TASK DESCRIPTION:
Pick out and copy each line below that contains the string "pole". Letter case must match.

Location identification items:

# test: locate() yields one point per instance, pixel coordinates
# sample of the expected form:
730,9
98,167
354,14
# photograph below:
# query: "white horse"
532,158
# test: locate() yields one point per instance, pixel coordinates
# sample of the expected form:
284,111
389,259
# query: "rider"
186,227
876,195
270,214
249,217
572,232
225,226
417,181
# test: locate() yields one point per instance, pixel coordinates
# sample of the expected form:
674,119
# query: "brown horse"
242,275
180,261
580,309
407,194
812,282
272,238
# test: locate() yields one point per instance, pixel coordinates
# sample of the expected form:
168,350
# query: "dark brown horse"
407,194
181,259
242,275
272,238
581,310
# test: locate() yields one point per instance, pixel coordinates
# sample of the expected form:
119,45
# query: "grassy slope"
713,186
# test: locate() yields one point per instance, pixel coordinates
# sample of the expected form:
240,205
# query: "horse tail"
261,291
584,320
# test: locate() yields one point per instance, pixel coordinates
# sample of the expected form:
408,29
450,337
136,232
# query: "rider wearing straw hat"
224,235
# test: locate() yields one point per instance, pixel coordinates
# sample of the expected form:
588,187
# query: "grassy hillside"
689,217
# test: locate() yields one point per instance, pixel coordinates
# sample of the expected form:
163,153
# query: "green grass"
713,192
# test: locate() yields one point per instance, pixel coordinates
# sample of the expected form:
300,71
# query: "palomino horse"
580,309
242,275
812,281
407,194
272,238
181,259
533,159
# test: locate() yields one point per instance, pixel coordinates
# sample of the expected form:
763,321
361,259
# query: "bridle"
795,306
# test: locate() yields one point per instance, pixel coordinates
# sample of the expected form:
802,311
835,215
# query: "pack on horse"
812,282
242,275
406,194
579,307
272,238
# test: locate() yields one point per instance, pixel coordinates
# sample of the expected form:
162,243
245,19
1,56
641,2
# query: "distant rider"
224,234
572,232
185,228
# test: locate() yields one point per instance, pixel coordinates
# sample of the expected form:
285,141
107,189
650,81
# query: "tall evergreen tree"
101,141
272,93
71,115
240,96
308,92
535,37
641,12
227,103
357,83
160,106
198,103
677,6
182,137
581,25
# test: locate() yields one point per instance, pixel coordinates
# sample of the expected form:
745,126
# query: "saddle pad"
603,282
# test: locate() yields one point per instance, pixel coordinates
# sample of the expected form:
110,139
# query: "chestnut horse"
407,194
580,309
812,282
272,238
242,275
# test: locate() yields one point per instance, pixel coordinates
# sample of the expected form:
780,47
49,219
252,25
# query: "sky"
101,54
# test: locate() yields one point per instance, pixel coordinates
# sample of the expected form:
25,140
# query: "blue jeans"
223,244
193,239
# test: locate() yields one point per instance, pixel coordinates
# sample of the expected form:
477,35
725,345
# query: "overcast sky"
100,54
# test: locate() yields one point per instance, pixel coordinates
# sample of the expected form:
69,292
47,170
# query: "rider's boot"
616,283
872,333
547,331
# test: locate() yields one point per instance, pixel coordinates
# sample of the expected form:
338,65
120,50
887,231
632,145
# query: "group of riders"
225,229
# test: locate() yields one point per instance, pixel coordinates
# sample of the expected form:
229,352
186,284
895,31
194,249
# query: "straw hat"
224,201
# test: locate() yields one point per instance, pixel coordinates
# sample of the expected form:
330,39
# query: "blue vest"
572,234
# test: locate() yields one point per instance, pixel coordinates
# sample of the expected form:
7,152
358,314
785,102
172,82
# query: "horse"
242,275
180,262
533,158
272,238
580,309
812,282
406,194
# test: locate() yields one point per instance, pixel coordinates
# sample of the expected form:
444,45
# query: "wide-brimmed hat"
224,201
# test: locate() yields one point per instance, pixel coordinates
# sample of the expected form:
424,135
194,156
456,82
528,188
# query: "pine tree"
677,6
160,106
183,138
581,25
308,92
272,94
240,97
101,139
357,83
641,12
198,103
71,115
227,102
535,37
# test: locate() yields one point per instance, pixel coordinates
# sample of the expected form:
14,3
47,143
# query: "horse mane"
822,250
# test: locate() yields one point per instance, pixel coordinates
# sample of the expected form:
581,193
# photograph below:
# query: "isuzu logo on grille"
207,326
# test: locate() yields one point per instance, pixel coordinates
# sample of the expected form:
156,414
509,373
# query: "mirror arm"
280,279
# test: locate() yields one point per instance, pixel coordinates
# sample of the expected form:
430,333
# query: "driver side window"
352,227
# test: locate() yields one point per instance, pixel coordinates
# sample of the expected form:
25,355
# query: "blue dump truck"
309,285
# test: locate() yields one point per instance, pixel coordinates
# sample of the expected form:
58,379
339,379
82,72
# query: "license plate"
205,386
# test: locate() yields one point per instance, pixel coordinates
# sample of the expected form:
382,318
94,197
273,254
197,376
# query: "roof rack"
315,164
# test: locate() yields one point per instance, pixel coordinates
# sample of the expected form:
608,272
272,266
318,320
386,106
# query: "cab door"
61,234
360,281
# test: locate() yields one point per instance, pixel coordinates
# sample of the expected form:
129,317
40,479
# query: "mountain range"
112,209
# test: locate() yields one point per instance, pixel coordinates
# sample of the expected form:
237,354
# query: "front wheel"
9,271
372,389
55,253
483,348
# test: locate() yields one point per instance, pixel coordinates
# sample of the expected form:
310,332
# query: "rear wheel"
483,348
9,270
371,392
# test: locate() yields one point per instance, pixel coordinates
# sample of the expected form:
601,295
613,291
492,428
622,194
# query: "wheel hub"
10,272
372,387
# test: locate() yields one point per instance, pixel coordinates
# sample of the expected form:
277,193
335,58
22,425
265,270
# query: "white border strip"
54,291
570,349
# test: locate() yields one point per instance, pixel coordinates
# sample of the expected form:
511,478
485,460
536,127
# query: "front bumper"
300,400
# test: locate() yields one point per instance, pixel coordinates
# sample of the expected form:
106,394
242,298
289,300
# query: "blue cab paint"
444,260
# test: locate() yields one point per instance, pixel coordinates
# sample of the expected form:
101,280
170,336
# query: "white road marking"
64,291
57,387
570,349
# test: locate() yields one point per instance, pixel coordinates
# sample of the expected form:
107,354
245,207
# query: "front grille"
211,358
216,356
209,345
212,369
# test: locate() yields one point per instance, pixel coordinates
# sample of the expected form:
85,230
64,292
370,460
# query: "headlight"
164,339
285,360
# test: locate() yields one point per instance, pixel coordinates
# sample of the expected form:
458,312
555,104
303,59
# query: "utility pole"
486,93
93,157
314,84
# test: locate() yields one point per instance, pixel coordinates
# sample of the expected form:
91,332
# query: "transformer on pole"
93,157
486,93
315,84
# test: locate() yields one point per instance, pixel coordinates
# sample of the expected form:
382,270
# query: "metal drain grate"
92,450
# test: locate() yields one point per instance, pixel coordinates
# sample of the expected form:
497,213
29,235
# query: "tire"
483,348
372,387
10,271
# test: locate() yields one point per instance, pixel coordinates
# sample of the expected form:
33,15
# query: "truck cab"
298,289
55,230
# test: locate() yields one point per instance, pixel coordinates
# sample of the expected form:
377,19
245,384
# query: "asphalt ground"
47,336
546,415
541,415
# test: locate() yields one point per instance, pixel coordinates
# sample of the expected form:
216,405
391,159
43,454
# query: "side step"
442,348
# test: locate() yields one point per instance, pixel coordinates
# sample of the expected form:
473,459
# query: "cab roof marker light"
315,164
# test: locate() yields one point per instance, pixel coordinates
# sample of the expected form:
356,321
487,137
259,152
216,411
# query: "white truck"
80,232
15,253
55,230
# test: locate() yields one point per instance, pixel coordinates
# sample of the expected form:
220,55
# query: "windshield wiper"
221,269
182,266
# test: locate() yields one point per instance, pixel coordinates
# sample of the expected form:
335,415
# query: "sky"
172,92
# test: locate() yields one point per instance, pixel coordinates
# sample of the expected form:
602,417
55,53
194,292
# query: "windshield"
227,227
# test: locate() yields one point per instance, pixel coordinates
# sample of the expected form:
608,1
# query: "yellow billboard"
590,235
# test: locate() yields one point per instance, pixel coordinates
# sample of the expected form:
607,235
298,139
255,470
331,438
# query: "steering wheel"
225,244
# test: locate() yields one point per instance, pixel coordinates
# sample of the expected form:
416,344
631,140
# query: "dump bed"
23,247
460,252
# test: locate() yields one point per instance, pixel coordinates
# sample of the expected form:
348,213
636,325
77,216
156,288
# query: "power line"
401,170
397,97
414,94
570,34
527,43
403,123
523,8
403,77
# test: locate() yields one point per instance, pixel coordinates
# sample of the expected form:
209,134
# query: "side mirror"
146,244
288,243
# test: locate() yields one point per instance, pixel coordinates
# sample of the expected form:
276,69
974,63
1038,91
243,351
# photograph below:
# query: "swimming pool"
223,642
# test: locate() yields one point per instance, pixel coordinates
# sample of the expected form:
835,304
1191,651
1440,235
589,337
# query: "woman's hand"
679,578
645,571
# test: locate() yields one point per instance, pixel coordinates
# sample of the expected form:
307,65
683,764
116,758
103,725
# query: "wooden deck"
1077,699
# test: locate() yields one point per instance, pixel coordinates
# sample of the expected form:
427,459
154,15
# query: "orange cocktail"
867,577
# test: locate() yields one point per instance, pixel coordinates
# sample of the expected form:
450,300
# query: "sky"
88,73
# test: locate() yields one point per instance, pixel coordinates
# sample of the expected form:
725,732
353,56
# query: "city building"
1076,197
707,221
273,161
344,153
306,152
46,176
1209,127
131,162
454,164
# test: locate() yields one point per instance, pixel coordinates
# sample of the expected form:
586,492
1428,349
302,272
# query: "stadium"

TASK RESULT:
# query: "utility pole"
# query: "transformer on pole"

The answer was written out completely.